■ **Texto de lectura**

Bahía Blanca | Domingo, 21 de septiembre

Bahía Blanca | Domingo, 21 de septiembre

Bahía Blanca | Domingo, 21 de septiembre

Barro y después

A dos semanas de la inundación trágica que vivió la ciudad de Bahía Blanca. 

Fotos: Emiliano Marconetto

(*) / Especial para La Nueva.

 

Tal vez nos zarpamos con eso de la ciudad yeta. Tal vez nos zarpamos abonando el imaginario de la ciudad maldita. Tal vez nos entregamos, sin demasiada conciencia, al universo literario de Algo muy grave va a suceder en este pueblo. 

Han caído casi 300 milímetros en pocas horas y flota lo material, lo sensible, y flotan las habladurías, los chismes, los rituales originarios y los métodos para salir a la superficie.

■ **Ejercicios**
[1] Enumera todo lo que, según el texto sobre la inundación de Bahía Blanca, flota tras la lluvia.
[2] Actualiza el fragmento del texto sobre la inundación de Bahía Blanca que comienza en "(*) / Especial" y termina en "en este pueblo.", sustituyendo "maldita" por "condenada".
[3] Responde con base en el texto sobre la inundación de Bahía Blanca:
(a) ¿Quién firma las fotos?
(b) ¿Cuánta lluvia cayó y en cuánto tiempo?
(c) ¿Cuánto tiempo ha pasado desde la inundación?
El material proviene de una fuente distinta a la del texto.

■ **Material proporcionado**
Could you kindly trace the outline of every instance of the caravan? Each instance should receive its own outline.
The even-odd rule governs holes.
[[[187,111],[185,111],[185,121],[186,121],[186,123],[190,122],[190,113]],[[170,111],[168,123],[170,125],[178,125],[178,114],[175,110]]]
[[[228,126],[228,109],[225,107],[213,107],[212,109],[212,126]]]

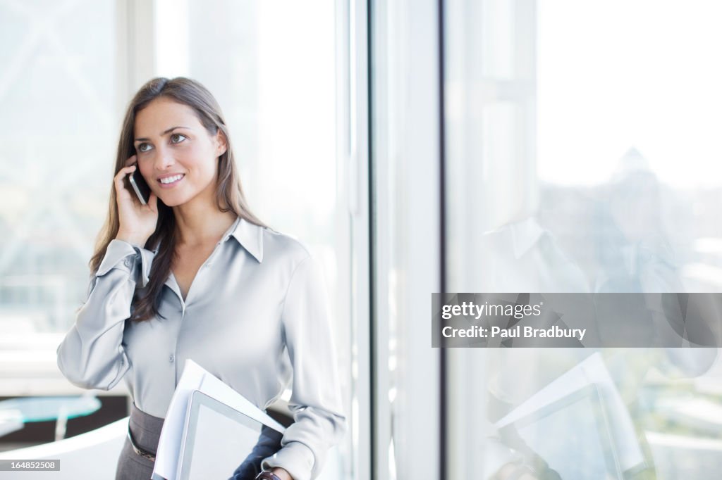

■ **Respuestas escritas**
[1]
- lo material
- lo sensible
- las habladurías
- los chismes
- los rituales originarios
- los métodos para salir a la superficie

[2]
(*) / Especial para La Nueva.

 

Tal vez nos zarpamos con eso de la ciudad yeta. Tal vez nos zarpamos abonando el imaginario de la ciudad condenada. Tal vez nos entregamos, sin demasiada conciencia, al universo literario de Algo muy grave va a suceder en este pueblo.

[3]
(a) Emiliano Marconetto.
(b) Casi 300 milímetros en pocas horas.
(c) Dos semanas.